Named region outline records:
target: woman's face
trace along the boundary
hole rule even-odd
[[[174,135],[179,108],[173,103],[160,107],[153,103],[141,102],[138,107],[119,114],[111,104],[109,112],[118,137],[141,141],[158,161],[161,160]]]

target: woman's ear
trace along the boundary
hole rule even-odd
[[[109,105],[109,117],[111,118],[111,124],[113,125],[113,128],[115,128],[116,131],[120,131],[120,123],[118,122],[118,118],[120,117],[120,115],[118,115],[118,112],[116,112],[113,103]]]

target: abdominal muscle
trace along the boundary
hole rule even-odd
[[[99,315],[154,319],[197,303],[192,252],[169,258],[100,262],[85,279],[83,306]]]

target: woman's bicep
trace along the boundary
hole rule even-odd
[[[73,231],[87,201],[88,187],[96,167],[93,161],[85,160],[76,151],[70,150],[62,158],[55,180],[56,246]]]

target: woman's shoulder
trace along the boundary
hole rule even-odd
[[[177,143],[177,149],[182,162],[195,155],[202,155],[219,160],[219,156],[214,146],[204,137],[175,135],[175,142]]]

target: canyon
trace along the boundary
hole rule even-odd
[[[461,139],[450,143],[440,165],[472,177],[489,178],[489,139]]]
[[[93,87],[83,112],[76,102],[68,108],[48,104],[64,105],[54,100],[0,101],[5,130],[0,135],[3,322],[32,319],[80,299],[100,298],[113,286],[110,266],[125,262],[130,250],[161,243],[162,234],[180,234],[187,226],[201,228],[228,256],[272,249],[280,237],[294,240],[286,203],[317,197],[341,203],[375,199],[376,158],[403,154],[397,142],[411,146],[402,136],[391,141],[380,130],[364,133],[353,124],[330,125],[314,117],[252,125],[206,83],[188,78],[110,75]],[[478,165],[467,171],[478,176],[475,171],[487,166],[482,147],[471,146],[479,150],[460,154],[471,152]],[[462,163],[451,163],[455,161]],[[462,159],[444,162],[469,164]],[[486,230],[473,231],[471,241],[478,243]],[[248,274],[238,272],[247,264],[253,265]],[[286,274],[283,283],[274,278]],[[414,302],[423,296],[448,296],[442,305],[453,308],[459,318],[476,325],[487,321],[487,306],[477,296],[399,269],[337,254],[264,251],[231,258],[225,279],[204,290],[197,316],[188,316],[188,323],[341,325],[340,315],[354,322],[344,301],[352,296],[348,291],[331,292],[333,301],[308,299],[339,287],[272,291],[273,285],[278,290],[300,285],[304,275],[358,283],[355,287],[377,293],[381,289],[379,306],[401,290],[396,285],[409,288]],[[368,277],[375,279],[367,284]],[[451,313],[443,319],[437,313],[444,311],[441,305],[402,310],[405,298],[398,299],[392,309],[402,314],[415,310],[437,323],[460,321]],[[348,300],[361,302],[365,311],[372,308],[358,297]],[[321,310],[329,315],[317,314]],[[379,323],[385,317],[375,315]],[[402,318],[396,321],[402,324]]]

Brief ->
Repeat all of the records above exactly as they appear.

Complete response ->
target: woman's face
trace along the boundary
hole rule even-odd
[[[174,135],[179,108],[173,103],[160,107],[153,103],[141,102],[138,107],[119,114],[111,104],[109,112],[118,137],[141,141],[158,161],[161,160]]]

target: woman's ear
trace along the boundary
hole rule even-odd
[[[109,105],[109,117],[111,118],[111,124],[113,125],[113,128],[115,128],[116,131],[120,131],[120,123],[118,122],[118,118],[120,117],[120,115],[118,115],[118,112],[116,112],[113,103]]]

target: abdominal muscle
trace along the boundary
hole rule even-odd
[[[99,315],[154,319],[197,303],[192,252],[169,258],[100,262],[85,279],[83,306]]]

target: woman's bicep
trace along the boundary
hole rule even-odd
[[[73,231],[87,201],[88,187],[96,167],[93,161],[85,160],[76,151],[70,150],[62,158],[55,180],[56,246]]]

target: woman's shoulder
trace along the boundary
hole rule even-odd
[[[177,143],[177,149],[182,162],[195,155],[202,155],[219,160],[219,156],[214,146],[204,137],[175,135],[175,142]]]

target: canyon
trace along the boundary
hole rule even-odd
[[[461,139],[450,143],[440,165],[472,177],[489,178],[489,139]]]
[[[93,87],[83,112],[76,102],[68,108],[48,104],[64,105],[54,100],[0,101],[5,130],[0,135],[3,322],[32,319],[80,299],[100,298],[113,286],[110,266],[125,262],[130,250],[161,243],[162,234],[180,234],[187,226],[201,228],[228,256],[272,249],[280,237],[294,240],[286,203],[317,197],[341,203],[375,199],[376,158],[403,154],[397,142],[411,146],[402,136],[391,141],[380,130],[364,133],[353,124],[330,125],[314,117],[252,125],[206,83],[188,78],[110,75]],[[478,165],[467,171],[478,176],[475,171],[487,166],[482,147],[471,146],[479,150],[460,154],[471,152]],[[462,163],[451,163],[455,161]],[[462,159],[444,162],[469,164]],[[486,230],[473,231],[471,241],[478,243]],[[248,274],[238,272],[247,264],[253,265]],[[286,274],[283,283],[274,278]],[[414,302],[423,296],[448,296],[442,305],[453,308],[459,318],[476,325],[487,321],[487,306],[477,296],[399,269],[337,254],[264,251],[231,258],[225,279],[204,290],[197,316],[188,316],[188,323],[341,325],[340,315],[354,322],[344,301],[352,296],[348,291],[331,292],[333,301],[308,299],[339,287],[272,291],[273,285],[278,290],[300,285],[304,275],[358,283],[355,287],[377,293],[381,289],[379,306],[401,290],[396,285],[409,288]],[[368,277],[375,279],[367,284]],[[451,313],[443,319],[437,313],[444,311],[441,305],[402,310],[405,298],[398,299],[392,309],[402,314],[415,310],[437,323],[460,321]],[[348,300],[361,302],[365,311],[372,308],[358,297]],[[321,310],[329,315],[317,314]],[[379,323],[385,317],[375,315]],[[402,318],[396,321],[402,324]]]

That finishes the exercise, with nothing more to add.